##### Data records

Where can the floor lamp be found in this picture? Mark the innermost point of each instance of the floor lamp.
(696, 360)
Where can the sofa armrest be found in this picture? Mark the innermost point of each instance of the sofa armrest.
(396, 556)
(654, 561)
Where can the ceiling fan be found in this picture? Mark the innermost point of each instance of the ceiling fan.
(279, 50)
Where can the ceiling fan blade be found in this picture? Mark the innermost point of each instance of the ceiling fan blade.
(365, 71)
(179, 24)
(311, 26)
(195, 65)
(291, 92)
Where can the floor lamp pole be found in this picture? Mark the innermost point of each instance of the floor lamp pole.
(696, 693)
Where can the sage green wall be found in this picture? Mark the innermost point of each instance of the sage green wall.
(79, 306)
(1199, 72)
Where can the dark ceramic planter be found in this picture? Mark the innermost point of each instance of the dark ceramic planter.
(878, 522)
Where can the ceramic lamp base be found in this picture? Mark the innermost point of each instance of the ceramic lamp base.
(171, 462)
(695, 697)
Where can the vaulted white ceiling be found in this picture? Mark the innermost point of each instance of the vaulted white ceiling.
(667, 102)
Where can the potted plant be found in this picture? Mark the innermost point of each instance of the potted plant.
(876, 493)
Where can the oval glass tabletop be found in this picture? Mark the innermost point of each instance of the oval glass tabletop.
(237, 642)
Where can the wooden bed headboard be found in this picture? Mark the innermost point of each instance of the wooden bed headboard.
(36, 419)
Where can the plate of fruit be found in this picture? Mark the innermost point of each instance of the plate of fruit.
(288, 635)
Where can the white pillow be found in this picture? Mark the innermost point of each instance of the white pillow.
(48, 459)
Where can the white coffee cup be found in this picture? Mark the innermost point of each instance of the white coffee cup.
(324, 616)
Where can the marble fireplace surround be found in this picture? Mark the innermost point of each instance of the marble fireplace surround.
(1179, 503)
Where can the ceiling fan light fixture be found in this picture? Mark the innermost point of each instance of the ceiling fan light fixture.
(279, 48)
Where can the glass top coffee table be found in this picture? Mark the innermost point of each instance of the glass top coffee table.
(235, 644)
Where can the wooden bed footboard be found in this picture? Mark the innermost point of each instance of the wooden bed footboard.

##########

> [Work order] The material above should be retyped in full, exactly as given.

> [Answer for the task]
Where can the floor lamp be found in this picture? Mark the innermost point of each instance of the floor lamp.
(696, 360)
Where can the sofa armrest be found in this picture? Mark the innermost point of each instance of the sofa armrest.
(396, 556)
(654, 561)
Where can the ceiling fan be found in this picture? Mark the innermost point of each instance of the ceiling fan.
(279, 50)
Where can the ceiling fan blade be found in this picture? Mark the innermost point of each instance of the ceiling fan blade.
(365, 71)
(179, 24)
(311, 26)
(195, 65)
(291, 92)
Where can the floor lamp pole be found in this picture? Mark the innermost point of each instance of the floor lamp pole.
(696, 693)
Where can the sage green wall be found in this picture? Mark the innermost point of each instance of the sage green wall.
(79, 306)
(1199, 72)
Where can the dark ceramic planter be found in this picture? Mark the innermost point of each instance of the dark ceramic planter.
(878, 522)
Where can the ceramic lamp base be found in this picture? Mark the innermost point of each instance of the ceramic lamp base.
(171, 462)
(695, 697)
Where can the vaulted white ceiling be found in this picture? Mark the innermost point of each instance of the vaulted white ceiling.
(667, 102)
Where can the potted plant be found in this picture? Mark the innermost point of each instance of the potted plant.
(876, 493)
Where can the oval glass tabletop be found in this picture? Mark the innermost point of each instance of the oval glass tabletop.
(237, 642)
Where can the wooden bed headboard be found in this picture? Mark the innermost point of each instance of the wooden bed headboard.
(36, 419)
Where can the plate of fruit be found in this picture? Mark the innermost point of each instance of the plate of fruit.
(288, 635)
Where can the white pillow be found in this picture? Mark the innermost point of each instance of the white pillow.
(48, 459)
Where can the white coffee cup be found in this picture? Mark the innermost point of each instance of the white coffee cup.
(324, 616)
Where can the marble fireplace surround be found in this picture? Mark the innermost point of each instance of the marble fireplace surround.
(1179, 503)
Where can the ceiling fan light fixture be found in this picture? Mark the innermost point of each instance of the ceiling fan light fixture.
(279, 48)
Where can the glass top coffee table be found in this picture? Mark the innermost point of each instance of the glass top coffee table.
(235, 644)
Where can the wooden bed footboard be found in this picture? Mark the innermost point of each instance of the wooden bed footboard.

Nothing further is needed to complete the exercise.